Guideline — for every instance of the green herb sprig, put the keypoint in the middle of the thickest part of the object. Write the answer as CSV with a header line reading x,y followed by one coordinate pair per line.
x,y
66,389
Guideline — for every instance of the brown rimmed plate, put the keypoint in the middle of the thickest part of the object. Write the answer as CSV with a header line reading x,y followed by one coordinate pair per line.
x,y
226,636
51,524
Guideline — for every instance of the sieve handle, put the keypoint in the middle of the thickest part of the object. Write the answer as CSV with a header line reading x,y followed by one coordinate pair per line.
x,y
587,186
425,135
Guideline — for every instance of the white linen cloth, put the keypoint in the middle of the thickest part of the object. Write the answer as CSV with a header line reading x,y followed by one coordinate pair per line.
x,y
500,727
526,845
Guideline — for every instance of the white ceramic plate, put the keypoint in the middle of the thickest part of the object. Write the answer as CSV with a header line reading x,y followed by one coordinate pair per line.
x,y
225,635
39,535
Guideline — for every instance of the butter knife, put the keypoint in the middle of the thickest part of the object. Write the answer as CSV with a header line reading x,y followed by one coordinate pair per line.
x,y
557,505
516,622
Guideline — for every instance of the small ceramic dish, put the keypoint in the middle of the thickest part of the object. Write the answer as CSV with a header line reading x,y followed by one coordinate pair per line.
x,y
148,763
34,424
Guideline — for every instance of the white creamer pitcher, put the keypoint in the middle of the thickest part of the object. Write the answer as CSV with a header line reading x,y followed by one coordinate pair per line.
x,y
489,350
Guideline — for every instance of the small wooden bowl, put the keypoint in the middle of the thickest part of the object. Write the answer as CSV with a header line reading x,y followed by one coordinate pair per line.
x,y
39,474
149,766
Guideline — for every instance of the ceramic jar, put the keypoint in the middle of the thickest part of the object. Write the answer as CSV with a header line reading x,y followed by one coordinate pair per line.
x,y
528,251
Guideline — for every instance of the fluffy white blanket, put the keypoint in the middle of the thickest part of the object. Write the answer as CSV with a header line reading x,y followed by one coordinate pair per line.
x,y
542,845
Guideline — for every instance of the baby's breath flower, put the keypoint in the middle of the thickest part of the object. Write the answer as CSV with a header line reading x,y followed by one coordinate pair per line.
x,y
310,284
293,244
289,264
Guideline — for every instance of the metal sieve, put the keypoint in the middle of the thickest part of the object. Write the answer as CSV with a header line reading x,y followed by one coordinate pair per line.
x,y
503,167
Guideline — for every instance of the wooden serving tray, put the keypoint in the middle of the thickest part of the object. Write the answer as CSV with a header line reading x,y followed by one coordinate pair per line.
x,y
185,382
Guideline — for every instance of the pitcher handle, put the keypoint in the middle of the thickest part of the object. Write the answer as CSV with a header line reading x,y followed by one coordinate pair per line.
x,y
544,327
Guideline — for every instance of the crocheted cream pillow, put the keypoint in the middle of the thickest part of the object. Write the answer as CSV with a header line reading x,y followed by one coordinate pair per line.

· · ·

- **Challenge**: Output every line of the data above again, word for word and in the same order.

- **Result for this exercise**:
Guideline — for every instance of the green herb sprig, put the keypoint in the middle of the thickest part of the object. Write the answer as CSV with a header line reading x,y followed by one coordinate pair per line.
x,y
66,389
Guideline — for every instance of the brown rimmed plate, put the keypoint in the middle of the thickest part of the object. Write the answer as CSV with a header line reading x,y followed by one coordinate pair per line.
x,y
226,636
51,524
Guideline — for every instance of the sieve handle, put the keypoint in the middle of the thickest part of the object. Write the answer as CSV with a header line reading x,y followed by one coordinate pair per line.
x,y
587,186
425,135
Guideline — for every instance of the white linen cloth, put the keypoint in the middle of the thickest part of the object. Write the answer as CSV with a header line reading x,y followed by one coordinate pair per line.
x,y
500,727
526,845
Guideline — for every instance of the white ceramic plate, put the keypoint in the middle of the thickest part of the object. Write the answer as CSV with a header line reading x,y followed by one coordinate pair per line.
x,y
225,635
39,535
Guideline — for every instance of the butter knife, put the keypoint in the middle of the thickest part of the object. Write the answer as CSV with a header line reading x,y followed by one coordinate pair per line.
x,y
557,505
516,622
Guideline — for every instance of the small ceramic dish, put the keypoint in the middle of the thickest part of the object. Write the answer as CSV with a header line reading x,y followed by one coordinate pair per line.
x,y
148,763
34,424
Guideline — for every instance of the white creamer pitcher, put the keypoint in the middle of the thickest part of the object. Write the answer as CSV with a header line reading x,y followed by one coordinate pair per line.
x,y
489,350
Guideline — for every instance of the small wooden bowl, put the keypoint in the middle of the thickest part of the object. Write the answer as CSV with a header line reading x,y followed by one coordinate pair per line.
x,y
39,474
149,766
Guideline — for every instance of the ceramic jar, put the keypoint in the middle of the thickest part of the object. Write the answer as CSV with a header line reading x,y followed by one coordinate pair per line.
x,y
528,251
Guideline — for every instance of the fluffy white blanket, put the keypoint in the middle of the thickest part of the object. Write the answer as CSV with a header line reading x,y followed by one coordinate pair per line.
x,y
542,845
Guideline — for every instance of the baby's breath flower, put the keypoint in the middle of the thickest part of the object. Write the answer as CSV with a header line reading x,y followed by one coordinate pair per line.
x,y
310,284
293,244
289,264
Guideline — for every instance of the metal sieve, put the keypoint in the middle of the thickest part of the object. Write the answer as CSV with a header line reading x,y followed by one coordinate pair per line.
x,y
503,167
Guideline — for every instance of the wooden serving tray, put the keypoint in the middle of the thickest part of the object. Write the answer as CSV with a header line reading x,y followed by one coordinate pair per line.
x,y
185,382
Guideline — for every instance of the pitcher handle, put the keypoint in the middle of the thickest part of the object. Write the answer as CSV with a header line reading x,y followed by one coordinate pair per line.
x,y
544,327
Guideline — for every instance of the crocheted cream pillow, put the keypoint in the middle of the thickest part of the object. Write the answer as CSV with a header line reading x,y followed by one coordinate pair per line.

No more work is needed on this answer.